Lay out every line of the listing below as a Markdown table with two columns, Row and Line. Number the rows in order and skip any blank lines.
##############################
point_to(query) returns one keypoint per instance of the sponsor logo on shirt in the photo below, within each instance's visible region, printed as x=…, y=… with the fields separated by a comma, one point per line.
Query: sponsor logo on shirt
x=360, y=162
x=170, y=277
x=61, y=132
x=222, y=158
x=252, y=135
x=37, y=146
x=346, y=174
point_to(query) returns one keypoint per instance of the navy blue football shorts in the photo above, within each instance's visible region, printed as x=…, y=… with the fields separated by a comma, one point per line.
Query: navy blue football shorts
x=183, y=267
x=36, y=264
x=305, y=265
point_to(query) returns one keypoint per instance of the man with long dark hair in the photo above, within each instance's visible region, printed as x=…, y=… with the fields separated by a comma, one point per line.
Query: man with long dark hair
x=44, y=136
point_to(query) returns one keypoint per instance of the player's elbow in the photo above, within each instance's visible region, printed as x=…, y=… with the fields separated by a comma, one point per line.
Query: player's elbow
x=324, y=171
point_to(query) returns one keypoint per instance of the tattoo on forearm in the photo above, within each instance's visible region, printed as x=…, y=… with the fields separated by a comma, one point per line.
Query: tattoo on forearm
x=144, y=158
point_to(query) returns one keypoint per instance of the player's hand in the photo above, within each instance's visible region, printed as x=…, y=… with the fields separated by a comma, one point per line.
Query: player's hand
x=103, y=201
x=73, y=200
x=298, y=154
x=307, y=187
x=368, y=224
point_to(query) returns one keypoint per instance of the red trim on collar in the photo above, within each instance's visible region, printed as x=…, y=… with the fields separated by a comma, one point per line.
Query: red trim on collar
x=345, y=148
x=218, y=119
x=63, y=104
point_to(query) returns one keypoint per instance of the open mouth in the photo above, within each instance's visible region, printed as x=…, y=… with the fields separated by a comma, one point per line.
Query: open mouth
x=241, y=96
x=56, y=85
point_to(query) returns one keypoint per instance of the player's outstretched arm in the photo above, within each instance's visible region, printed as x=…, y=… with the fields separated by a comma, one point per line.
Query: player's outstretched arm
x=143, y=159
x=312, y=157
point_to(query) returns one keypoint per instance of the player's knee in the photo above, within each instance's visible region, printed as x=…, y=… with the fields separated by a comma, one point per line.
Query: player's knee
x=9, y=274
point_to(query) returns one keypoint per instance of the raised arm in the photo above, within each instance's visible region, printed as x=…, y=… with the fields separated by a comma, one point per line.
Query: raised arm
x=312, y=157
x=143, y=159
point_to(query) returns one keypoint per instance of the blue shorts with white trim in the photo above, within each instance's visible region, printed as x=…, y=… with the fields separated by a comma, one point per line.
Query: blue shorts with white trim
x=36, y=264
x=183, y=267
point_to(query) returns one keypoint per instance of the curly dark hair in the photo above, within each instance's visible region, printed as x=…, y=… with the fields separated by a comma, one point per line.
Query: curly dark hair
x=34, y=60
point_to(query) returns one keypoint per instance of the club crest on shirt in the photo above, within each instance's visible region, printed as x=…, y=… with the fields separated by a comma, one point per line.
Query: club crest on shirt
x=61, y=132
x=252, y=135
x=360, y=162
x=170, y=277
##############################
REPLY TO THE TASK:
| Row | Line |
|---|---|
| 1 | point_to(query) returns one keypoint per instance of the sponsor logo on shirt in the photo below, within each instance's visible region, printed as x=…, y=… with the fields separated by a comma, one point per line. |
| 2 | Query: sponsor logo on shirt |
| 3 | x=360, y=162 |
| 4 | x=170, y=277 |
| 5 | x=61, y=132 |
| 6 | x=222, y=158 |
| 7 | x=252, y=135 |
| 8 | x=37, y=146 |
| 9 | x=346, y=174 |
| 10 | point_to(query) returns one keypoint per instance of the navy blue football shorts in the photo above, within each instance's visible region, printed as x=…, y=… with the fields separated by a comma, one point per line. |
| 11 | Query: navy blue football shorts |
| 12 | x=183, y=267 |
| 13 | x=36, y=264 |
| 14 | x=305, y=265 |
| 15 | point_to(query) returns one keypoint per instance of the man with long dark hair in the photo above, within each instance's visible region, printed as x=…, y=… with the fields separated by a comma, one point per line. |
| 16 | Query: man with long dark hair |
| 17 | x=44, y=136 |
| 18 | point_to(query) returns one keypoint per instance of the player's elbow in the photo above, within each instance's visible region, printed as x=…, y=… with the fields separated by a comma, one point per line. |
| 19 | Query: player's elbow |
| 20 | x=324, y=171 |
| 21 | point_to(query) returns one keypoint per instance of the tattoo on forearm in the photo above, within each instance's visible region, printed as x=…, y=… with the fields separated by a comma, one point per line. |
| 22 | Query: tattoo on forearm |
| 23 | x=144, y=158 |
| 24 | point_to(query) returns one keypoint per instance of the player's hand in the photo above, within each instance's visible region, printed as x=…, y=… with the fields separated by a comma, one point per line. |
| 25 | Query: player's hand |
| 26 | x=103, y=201 |
| 27 | x=73, y=200 |
| 28 | x=298, y=154 |
| 29 | x=307, y=187 |
| 30 | x=368, y=224 |
| 31 | point_to(query) returns one keypoint per instance of the red trim on collar in the photo above, within each instance's visible region, printed as x=…, y=… with the fields separated by a comma, one point per line. |
| 32 | Query: red trim on collar |
| 33 | x=345, y=148 |
| 34 | x=218, y=119 |
| 35 | x=63, y=104 |
| 36 | point_to(query) returns one keypoint per instance of the open mouth in the photo above, within each instance's visible region, printed as x=…, y=… with the fields separated by a comma, one point per line. |
| 37 | Query: open mouth |
| 38 | x=241, y=96 |
| 39 | x=56, y=85 |
| 40 | point_to(query) returns one keypoint per instance of the player's outstretched arm in the photo above, within each instance's visible region, printed as x=…, y=… with the fields separated by a comma, one point per line. |
| 41 | Query: player's outstretched arm |
| 42 | x=143, y=159 |
| 43 | x=312, y=157 |
| 44 | point_to(query) returns one keypoint per instance of the player's knee in the photo above, within each instance's visible region, printed as x=…, y=… with the fields separated by a comma, one point per line. |
| 45 | Query: player's knee |
| 46 | x=9, y=274 |
| 47 | point_to(query) returns one keypoint per instance of the raised arm in the photo above, within each instance's visible region, printed as x=…, y=… with the fields separated by a comma, one point per line. |
| 48 | Query: raised arm |
| 49 | x=312, y=157 |
| 50 | x=143, y=159 |
| 51 | point_to(query) returns one keypoint per instance of the blue shorts with white trim in the photo above, within each instance's visible region, printed as x=…, y=… with the fields separated by a comma, one point per line. |
| 52 | Query: blue shorts with white trim |
| 53 | x=36, y=264 |
| 54 | x=183, y=267 |
| 55 | point_to(query) returns one keypoint per instance of the curly dark hair in the photo above, within each instance's visible region, printed as x=…, y=… with the fields separated by a comma, one point per line. |
| 56 | Query: curly dark hair |
| 57 | x=34, y=60 |
| 58 | point_to(query) returns one keypoint per instance of the club crest on shirt in the photo above, within each instance's visible region, printed as x=…, y=… with the fields separated by a comma, one point per line. |
| 59 | Query: club crest on shirt |
| 60 | x=61, y=132 |
| 61 | x=252, y=135 |
| 62 | x=360, y=162 |
| 63 | x=170, y=277 |